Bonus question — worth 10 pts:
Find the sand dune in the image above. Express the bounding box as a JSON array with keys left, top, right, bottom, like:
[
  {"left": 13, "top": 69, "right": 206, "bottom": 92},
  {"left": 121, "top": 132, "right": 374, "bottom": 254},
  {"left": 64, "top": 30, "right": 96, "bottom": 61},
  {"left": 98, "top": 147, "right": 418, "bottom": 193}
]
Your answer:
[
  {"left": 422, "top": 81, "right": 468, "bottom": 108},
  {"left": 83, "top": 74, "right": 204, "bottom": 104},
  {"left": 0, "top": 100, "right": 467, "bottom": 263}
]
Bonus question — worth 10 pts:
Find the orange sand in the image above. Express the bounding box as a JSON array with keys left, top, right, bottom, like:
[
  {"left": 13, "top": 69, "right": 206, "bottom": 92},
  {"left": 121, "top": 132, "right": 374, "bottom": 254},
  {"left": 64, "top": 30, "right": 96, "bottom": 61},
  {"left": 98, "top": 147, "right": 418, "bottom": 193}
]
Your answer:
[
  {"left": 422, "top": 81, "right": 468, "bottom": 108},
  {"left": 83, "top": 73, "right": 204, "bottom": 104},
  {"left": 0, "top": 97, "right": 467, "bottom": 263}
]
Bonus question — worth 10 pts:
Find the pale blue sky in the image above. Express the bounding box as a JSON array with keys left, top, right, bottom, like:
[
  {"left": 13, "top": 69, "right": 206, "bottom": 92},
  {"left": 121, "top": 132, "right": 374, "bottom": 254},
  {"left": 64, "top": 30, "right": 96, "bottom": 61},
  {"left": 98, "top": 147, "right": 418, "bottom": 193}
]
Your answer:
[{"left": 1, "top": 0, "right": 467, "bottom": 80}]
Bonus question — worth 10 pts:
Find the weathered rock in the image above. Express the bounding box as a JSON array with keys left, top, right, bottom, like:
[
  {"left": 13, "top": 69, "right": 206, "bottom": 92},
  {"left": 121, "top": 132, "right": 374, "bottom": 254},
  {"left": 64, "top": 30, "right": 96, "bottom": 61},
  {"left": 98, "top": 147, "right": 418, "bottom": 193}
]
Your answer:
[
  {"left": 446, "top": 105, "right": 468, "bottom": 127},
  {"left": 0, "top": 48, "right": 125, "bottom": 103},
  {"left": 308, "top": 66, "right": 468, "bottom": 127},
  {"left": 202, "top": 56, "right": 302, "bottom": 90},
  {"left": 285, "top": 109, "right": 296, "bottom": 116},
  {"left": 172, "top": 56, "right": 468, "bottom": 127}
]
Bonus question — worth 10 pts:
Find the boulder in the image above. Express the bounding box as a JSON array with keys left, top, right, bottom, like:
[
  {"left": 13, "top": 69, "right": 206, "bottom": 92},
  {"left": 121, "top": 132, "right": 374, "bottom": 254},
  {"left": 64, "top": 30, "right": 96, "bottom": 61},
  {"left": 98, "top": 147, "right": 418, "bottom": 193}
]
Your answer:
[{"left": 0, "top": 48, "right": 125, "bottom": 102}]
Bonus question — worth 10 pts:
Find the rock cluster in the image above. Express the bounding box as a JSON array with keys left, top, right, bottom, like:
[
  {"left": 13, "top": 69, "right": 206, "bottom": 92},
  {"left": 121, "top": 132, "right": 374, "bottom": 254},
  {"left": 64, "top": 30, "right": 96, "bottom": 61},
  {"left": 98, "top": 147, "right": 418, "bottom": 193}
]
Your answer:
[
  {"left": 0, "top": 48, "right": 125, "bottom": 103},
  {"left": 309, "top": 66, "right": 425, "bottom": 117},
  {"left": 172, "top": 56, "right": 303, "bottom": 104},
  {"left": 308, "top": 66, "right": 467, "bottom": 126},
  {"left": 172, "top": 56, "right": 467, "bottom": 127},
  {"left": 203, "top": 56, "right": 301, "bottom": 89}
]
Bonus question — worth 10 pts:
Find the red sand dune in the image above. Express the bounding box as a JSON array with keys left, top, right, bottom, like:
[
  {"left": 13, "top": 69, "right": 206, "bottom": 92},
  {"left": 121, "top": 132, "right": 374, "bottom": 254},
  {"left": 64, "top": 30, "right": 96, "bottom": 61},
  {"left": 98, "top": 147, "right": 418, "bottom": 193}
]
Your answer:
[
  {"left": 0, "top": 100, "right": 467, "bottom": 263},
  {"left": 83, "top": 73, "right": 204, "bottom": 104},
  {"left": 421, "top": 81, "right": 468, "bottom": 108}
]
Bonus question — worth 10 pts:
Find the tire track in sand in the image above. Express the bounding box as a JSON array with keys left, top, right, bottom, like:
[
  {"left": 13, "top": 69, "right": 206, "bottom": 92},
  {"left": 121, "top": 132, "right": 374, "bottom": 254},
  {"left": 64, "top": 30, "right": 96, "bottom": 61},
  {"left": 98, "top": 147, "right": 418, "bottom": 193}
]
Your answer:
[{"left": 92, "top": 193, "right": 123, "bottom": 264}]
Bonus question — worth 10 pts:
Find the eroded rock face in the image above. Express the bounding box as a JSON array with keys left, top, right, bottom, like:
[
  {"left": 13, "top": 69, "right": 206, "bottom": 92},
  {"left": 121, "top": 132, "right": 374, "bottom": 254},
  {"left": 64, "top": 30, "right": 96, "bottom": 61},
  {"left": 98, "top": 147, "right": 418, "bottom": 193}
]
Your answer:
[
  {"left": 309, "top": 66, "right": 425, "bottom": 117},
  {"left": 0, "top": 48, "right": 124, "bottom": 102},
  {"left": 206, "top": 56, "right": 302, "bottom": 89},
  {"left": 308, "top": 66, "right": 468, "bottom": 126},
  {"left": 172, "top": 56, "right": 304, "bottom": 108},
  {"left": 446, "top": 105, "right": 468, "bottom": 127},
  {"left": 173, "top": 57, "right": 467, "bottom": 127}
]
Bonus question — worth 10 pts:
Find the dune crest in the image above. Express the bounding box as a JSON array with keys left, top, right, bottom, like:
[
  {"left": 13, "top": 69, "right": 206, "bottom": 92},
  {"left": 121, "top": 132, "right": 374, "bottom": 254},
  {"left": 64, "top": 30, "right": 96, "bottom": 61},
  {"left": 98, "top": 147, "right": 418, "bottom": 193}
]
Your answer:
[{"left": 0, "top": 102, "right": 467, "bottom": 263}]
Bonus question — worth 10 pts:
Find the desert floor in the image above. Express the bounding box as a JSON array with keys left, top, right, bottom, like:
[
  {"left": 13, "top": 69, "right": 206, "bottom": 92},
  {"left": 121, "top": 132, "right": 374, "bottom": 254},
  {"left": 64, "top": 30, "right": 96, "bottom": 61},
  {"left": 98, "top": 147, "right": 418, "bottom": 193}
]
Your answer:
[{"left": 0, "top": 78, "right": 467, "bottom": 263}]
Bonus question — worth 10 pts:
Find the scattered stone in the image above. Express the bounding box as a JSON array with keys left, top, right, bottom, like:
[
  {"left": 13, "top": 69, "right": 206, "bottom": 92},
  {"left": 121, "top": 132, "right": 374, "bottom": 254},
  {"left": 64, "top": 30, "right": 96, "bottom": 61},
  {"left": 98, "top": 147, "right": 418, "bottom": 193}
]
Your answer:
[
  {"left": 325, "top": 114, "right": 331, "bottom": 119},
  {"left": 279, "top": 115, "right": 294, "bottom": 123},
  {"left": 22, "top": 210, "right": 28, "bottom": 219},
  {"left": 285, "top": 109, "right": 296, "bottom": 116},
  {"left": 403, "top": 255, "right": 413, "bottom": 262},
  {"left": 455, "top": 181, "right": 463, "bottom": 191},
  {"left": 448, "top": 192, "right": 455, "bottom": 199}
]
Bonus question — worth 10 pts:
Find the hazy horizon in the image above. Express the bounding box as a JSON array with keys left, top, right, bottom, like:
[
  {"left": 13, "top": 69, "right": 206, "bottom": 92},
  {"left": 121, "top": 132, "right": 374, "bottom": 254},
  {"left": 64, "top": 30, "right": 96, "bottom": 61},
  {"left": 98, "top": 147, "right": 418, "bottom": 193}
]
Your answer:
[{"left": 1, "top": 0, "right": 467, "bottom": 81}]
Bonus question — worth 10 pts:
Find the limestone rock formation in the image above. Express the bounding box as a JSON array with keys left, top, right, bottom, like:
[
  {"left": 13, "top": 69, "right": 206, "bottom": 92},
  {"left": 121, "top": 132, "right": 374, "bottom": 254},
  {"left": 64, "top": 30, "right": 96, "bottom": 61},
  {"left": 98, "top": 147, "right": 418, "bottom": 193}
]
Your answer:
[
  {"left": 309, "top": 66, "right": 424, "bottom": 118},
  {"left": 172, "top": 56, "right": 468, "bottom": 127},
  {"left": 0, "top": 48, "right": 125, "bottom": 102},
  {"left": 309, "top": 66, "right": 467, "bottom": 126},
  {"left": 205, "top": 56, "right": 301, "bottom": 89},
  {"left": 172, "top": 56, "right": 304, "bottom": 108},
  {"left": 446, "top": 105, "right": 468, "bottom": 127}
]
**********
### Assignment
Only a number belongs in the answer: the number of lines in the preceding data that hold "rock".

### Output below
4